### [Problem details]
Could you extend the court memorandum below on the appeal of the assault-and-battery and witness intimidation convictions, picking up after its last sentence?

MEMORANDUM AND ORDER PURSUANT TO RULE 23.0
The defendant was convicted of one count of assault and battery on a family or household member, and one count of witness intimidation. These convictions were based on an incident that took place on March 22, 2018, between the defendant and his girlfriend.2 On appeal, he argues that reversal of the assault-and-battery conviction is required because of the lack of a specific unanimity instruction. He also argues that he is entitled to a new trial on the witness intimidation charge because there was insufficient evidence to support one of the theories on which the jury might have convicted him. Unpersuaded by these arguments, we affirm.
Background. According to the victim, she and the defendant had a “rocky” relationship “off and on” for approximately sixteen years. The victim testified in detail about a fight they had on March 22, 2018. It began when she rebuffed the defendant's entreaties for oral sex while the couple was seated on the victim's bed. After he began berating her, she tried to leave the bed when the defendant “grabbed” her. She then “shook him off.”3 Upset, she yelled at the defendant to leave her home and began throwing clothes at him. He refused to leave. She left the bedroom and tried to call the police on her cell phone from the living room. The defendant, who had followed closely behind her, grabbed the cell phone from her and pushed her. After she returned to the bedroom in an attempt to locate a second cell phone, the defendant pulled her by the hair. The defendant meanwhile called the police himself to report that the victim had assaulted him with a knife.
As this recitation indicates, and as the prosecutor highlighted in her closing argument, there was evidence that the defendant took at least three specific actions during the incident that could constitute an assault and battery: the initial grabbing in the bedroom, the push in the living room, and the hair pulling after the victim returned to the bedroom. No specific unanimity instruction was requested or given.
Specific unanimity. Because there were three specific actions that could have constituted an assault and battery, the defendant argues that his trial counsel should have requested a specific unanimity instruction, and that the judge erred by not providing one sua sponte. We disagree. The case law is clear that “[w]hen a single count is charged and where the spatial and temporal separations between acts are short, that is, where the facts show a continuing course of conduct, rather than a succession of clearly detached incidents, a specific unanimity instruction is not required.” Commonwealth v. Thatch, 39 Mass. App. Ct. 904, 905 (1995). Here, the specific acts in question took place in close temporal proximity in adjacent rooms as part of the same physical and verbal altercation. They constituted a continuing course of conduct, not a succession of clearly detached incidents. Accordingly, the absence of a specific unanimity instruction did not constitute error.4 In addition, even if there had been error, the defendant could not show sufficient prejudice to establish a substantial risk of a miscarriage of justice. That is because -- as is discussed further below -- there was sufficient evidence that each specific act constituted an assault and battery. See Commonwealth v. Keevan, 400 Mass. 557, 567 (1987), citing Commonwealth v. Comtois, 399 Mass. 668, 676-677 (1987) (“In considering the omission of a specific unanimity instruction, we have determined that there is no substantial risk of a miscarriage of justice if the evidence satisfies each element of the statute and is sufficient to defeat a motion for a required finding of not guilty”).
Witness intimidation. To make out a case of witness intimidation, the Commonwealth had to prove the following four elements:
“(1) a possible criminal violation occurred that would trigger a criminal investigation or proceeding; (2) the victim would likely be a witness or potential witness in that investigation or proceeding; (3) the defendant engaged in intimidating behavior, as defined by the statute, toward the victim; and (4) the defendant did so with the intent to impede or interfere with the investigation or proceeding.”

### [Record set]
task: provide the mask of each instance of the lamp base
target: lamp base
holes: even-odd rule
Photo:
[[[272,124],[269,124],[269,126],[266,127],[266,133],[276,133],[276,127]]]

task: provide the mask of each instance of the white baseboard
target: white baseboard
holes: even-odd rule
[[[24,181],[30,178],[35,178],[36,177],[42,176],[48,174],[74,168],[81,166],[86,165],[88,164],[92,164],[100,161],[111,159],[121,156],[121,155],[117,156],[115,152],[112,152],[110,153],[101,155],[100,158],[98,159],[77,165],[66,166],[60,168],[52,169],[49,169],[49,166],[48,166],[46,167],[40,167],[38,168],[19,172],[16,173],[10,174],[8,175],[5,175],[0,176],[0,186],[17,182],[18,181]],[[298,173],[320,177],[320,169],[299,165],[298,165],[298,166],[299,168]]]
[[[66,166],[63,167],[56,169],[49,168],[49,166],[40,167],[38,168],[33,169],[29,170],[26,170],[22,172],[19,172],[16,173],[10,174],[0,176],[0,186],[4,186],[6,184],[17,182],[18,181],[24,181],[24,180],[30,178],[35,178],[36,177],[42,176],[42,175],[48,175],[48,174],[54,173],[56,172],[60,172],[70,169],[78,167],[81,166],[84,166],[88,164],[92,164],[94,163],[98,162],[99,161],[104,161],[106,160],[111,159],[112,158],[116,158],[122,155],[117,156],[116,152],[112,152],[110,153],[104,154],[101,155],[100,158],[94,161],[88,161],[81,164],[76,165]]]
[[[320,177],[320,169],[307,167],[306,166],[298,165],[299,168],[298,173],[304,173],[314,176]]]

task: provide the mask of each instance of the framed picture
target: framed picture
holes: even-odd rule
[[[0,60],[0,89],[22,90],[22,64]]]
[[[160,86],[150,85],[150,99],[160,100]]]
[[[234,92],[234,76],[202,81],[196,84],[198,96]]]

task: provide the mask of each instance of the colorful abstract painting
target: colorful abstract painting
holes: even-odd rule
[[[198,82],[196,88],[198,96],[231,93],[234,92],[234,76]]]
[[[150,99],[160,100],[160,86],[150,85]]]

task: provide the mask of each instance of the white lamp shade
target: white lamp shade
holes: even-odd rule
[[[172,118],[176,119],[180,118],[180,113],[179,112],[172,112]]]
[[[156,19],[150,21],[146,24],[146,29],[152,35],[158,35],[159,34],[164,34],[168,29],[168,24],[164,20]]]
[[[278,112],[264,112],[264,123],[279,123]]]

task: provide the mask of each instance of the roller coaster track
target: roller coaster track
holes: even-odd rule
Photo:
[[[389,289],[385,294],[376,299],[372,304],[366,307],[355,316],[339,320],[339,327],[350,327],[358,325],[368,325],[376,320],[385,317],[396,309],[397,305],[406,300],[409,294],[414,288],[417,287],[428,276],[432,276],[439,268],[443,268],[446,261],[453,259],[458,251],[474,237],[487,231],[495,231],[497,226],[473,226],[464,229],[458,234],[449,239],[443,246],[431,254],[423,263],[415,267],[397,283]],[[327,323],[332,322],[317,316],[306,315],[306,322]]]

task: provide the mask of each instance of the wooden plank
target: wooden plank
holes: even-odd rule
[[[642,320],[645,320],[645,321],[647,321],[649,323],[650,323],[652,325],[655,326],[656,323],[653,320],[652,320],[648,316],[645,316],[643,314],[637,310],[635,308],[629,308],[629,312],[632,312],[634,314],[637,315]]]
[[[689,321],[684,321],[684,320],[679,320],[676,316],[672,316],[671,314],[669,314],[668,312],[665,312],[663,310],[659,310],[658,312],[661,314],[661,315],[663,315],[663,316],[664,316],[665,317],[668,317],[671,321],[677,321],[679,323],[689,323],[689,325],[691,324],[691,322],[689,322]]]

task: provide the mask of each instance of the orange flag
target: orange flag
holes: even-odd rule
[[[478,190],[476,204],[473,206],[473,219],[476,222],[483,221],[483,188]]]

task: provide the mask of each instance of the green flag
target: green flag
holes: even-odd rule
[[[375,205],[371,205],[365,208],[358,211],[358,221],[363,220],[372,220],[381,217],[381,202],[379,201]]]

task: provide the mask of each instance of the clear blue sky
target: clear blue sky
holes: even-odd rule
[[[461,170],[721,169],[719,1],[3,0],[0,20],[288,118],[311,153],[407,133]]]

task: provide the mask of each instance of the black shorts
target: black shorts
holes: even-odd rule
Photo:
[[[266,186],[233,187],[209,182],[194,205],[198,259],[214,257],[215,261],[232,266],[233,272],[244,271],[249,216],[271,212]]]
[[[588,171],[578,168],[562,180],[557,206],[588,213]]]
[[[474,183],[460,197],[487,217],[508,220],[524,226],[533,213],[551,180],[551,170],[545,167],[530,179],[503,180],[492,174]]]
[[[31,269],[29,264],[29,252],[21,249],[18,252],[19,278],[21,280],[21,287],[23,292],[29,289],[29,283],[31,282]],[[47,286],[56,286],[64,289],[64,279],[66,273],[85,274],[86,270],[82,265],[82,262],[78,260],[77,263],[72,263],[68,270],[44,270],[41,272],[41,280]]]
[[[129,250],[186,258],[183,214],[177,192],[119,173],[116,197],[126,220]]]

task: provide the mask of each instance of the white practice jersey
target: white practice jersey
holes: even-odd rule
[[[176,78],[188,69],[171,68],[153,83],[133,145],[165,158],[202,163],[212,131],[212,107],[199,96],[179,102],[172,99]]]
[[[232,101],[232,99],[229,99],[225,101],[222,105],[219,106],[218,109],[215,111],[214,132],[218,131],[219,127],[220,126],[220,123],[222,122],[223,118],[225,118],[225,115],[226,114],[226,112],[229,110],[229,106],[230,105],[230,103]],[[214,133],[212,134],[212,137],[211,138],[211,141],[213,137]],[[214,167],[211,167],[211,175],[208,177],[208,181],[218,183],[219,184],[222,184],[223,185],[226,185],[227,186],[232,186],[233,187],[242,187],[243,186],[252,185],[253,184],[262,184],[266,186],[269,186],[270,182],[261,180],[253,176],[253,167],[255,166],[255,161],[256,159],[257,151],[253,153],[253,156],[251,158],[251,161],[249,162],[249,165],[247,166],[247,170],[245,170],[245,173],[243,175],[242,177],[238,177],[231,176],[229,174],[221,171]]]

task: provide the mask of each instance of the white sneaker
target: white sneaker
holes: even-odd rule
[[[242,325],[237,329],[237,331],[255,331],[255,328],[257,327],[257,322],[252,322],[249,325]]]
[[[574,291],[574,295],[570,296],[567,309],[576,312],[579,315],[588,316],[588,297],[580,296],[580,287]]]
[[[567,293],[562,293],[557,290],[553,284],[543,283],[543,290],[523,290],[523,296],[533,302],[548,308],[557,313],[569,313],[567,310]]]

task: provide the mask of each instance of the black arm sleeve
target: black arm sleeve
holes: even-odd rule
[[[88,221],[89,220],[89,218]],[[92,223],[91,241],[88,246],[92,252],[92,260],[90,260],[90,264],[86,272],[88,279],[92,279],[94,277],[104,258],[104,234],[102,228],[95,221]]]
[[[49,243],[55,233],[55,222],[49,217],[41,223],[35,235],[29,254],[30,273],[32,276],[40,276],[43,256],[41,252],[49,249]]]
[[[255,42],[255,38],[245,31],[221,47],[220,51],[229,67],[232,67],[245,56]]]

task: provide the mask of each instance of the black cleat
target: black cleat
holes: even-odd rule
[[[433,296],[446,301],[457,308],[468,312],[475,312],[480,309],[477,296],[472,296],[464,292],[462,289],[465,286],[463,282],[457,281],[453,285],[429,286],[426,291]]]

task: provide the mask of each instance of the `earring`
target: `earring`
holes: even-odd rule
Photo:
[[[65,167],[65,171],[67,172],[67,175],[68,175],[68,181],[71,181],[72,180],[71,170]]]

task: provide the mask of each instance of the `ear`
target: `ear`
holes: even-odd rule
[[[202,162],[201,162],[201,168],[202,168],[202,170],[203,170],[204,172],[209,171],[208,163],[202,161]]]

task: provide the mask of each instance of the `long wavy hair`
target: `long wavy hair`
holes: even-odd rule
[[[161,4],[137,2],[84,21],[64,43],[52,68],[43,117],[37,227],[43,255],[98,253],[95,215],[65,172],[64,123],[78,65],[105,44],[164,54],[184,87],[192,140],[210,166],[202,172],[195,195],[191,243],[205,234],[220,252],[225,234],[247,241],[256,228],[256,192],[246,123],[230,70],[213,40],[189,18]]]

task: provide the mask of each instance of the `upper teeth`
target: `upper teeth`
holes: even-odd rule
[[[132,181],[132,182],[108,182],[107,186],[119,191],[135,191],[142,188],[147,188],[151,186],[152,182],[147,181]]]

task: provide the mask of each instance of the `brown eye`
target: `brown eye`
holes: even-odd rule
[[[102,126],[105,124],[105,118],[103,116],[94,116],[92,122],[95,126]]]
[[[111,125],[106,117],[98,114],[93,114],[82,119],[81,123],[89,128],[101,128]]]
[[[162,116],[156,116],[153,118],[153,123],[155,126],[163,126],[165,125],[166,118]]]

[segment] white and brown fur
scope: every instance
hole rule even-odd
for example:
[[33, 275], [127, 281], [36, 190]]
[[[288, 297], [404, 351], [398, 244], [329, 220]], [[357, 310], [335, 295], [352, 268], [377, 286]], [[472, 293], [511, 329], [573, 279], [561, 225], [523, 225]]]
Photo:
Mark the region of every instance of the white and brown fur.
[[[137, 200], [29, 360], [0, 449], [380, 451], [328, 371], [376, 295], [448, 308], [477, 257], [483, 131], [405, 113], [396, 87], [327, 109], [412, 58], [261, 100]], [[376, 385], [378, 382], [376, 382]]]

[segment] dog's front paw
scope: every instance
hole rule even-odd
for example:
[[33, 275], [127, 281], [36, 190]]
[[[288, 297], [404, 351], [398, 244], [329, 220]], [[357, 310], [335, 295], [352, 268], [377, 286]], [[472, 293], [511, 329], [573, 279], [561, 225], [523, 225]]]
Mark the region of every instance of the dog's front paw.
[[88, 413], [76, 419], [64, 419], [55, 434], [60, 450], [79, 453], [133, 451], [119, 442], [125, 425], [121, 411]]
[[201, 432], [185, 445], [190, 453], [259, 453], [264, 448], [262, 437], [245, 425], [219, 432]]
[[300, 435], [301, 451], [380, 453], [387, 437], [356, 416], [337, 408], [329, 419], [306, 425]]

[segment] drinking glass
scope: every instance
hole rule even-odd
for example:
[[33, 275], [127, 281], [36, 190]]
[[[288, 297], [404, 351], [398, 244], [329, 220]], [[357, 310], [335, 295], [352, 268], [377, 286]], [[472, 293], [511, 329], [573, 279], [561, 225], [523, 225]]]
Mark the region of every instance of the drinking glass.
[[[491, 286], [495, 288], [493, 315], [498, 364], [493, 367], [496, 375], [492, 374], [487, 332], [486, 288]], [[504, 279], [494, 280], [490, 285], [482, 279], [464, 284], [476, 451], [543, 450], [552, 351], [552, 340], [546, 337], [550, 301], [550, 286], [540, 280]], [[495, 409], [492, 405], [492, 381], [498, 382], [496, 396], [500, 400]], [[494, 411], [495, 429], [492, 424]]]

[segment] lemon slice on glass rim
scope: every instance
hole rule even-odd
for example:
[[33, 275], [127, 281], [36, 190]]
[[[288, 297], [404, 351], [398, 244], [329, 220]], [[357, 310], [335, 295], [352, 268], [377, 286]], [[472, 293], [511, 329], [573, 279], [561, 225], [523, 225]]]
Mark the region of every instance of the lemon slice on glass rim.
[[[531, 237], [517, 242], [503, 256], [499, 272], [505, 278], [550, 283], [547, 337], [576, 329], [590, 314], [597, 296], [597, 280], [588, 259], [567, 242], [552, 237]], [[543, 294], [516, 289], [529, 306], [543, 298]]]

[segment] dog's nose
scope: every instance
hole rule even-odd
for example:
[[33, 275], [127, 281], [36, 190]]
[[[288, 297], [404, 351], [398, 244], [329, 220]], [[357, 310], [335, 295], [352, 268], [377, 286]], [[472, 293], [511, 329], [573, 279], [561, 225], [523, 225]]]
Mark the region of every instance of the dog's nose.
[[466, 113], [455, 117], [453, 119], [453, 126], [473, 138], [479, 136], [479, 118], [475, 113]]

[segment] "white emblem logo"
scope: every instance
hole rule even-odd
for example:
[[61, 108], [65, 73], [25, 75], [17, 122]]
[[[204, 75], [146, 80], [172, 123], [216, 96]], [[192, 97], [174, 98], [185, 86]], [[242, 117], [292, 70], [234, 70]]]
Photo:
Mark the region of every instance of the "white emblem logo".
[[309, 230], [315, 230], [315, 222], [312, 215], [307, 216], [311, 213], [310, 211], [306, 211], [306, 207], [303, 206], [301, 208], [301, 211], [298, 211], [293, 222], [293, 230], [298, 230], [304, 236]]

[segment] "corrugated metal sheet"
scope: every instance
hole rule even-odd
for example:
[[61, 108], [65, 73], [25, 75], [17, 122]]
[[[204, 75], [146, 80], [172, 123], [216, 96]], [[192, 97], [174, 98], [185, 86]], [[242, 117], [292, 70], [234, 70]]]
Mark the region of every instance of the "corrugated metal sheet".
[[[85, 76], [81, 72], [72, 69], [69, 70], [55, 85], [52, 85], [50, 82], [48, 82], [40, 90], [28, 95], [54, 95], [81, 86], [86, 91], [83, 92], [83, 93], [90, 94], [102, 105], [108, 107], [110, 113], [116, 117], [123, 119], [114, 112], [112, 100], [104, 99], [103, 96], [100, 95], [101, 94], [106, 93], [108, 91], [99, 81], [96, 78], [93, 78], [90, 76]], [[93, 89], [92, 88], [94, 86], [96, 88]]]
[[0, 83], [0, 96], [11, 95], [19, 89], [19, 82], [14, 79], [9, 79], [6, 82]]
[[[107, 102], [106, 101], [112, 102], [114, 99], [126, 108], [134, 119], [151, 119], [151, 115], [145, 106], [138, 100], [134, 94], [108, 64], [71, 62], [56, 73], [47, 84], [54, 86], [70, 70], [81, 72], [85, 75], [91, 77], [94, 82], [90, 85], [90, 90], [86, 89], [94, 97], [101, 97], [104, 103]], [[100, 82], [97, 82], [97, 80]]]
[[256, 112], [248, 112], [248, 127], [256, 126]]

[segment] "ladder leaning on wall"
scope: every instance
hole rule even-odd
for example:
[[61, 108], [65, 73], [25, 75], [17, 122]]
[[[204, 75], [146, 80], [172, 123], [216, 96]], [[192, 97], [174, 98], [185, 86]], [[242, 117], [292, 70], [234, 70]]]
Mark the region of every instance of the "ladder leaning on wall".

### [Result for this exercise]
Commonwealth v. Fragata, 480 Mass. 121, 126-127 (2018), citing G. L. c. 268, § 13B (1) (c) (i).5 In arguing that the Commonwealth had met such elements, the prosecutor focused principally on the defendant's taking the victim's cell phone from her. See Fragata, supra at 128 n.7, citing Commonwealth v. Belle Isle, 44 Mass. App. Ct. 226, 230 (1998) (“Especially given the central place of cellular telephones as a means of communication in contemporary life, depriving a victim of access to one can certainly qualify as an act of intimidation when a potential witness seeks to report a possible criminal violation”). The defendant argues that there was legally insufficient evidence that a “possible criminal violation” had been committed by the time the defendant took the victim's cell phone.6 We disagree. As noted above, there was evidence that the defendant had grabbed the victim on the bed before he took away her cell phone. Although the defendant suggested that the victim was the aggressor and that any grabbing of her was therefore somehow excused, nothing required the jury to accept such suggestions. For purposes of our sufficiency analysis, we view the trial evidence in the light most favorable to the Commonwealth rather than crediting the defendant's alternative view of the facts. See Commonwealth v. Latimore, 378 Mass. 671, 676-677 (1979). The evidence of the defendant's grabbing the victim on the bed constituted sufficient evidence of an actual assault and battery, not merely the “possible” one required by the witness intimidation statute.7
For similar reasons, we discern no merit in the defendant's additional argument that his contacting the police himself precluded the jury from inferring that he took the victim's cell phone with intent to “impede or interfere with” a criminal investigation. Based on the trial evidence, the jury reasonably could have inferred that the defendant sought to prevent the victim from contacting the police to initiate an investigation and subsequently decided to contact the police himself when he realized that the victim likely would contact them anyway, despite his efforts to convince her that this could result in her losing custody of her son. Moreover, even if the jury had found that the defendant had decided to contact the police himself by the time he took away the victim's cell phone -- an inference that nothing required the jury to draw -- his actions to prevent the victim from being the first to contact the police would itself suffice to make out a case of witness intimidation.
Judgments affirmed.
FOOTNOTES
2. The jury acquitted the defendant of two counts of assault and battery on a family or household member that were based on alleged earlier incidents with the girlfriend.
3. At some points in her testimony, the victim testified that the defendant “tried” to grab her on the bed. Regardless, given that she consistently testified that she “shook him off,” the jury readily could have found that the defendant made contact with her.
4. To the extent that the defendant suggests that his counsel's failure to request a specific unanimity instruction constituted ineffective assistance, his argument fares no better.
5. Although the statute was amended after the incident in question, see St. 2018, c. 69, § 155, the amendments are not implicated in this case.
6. The defendant acknowledges that there was sufficient evidence to support a witness intimidation conviction based on actions that the defendant took after he pushed the victim in the living room. Therefore, he seeks a new trial limited to such alternative theories rather than a judgment of acquittal.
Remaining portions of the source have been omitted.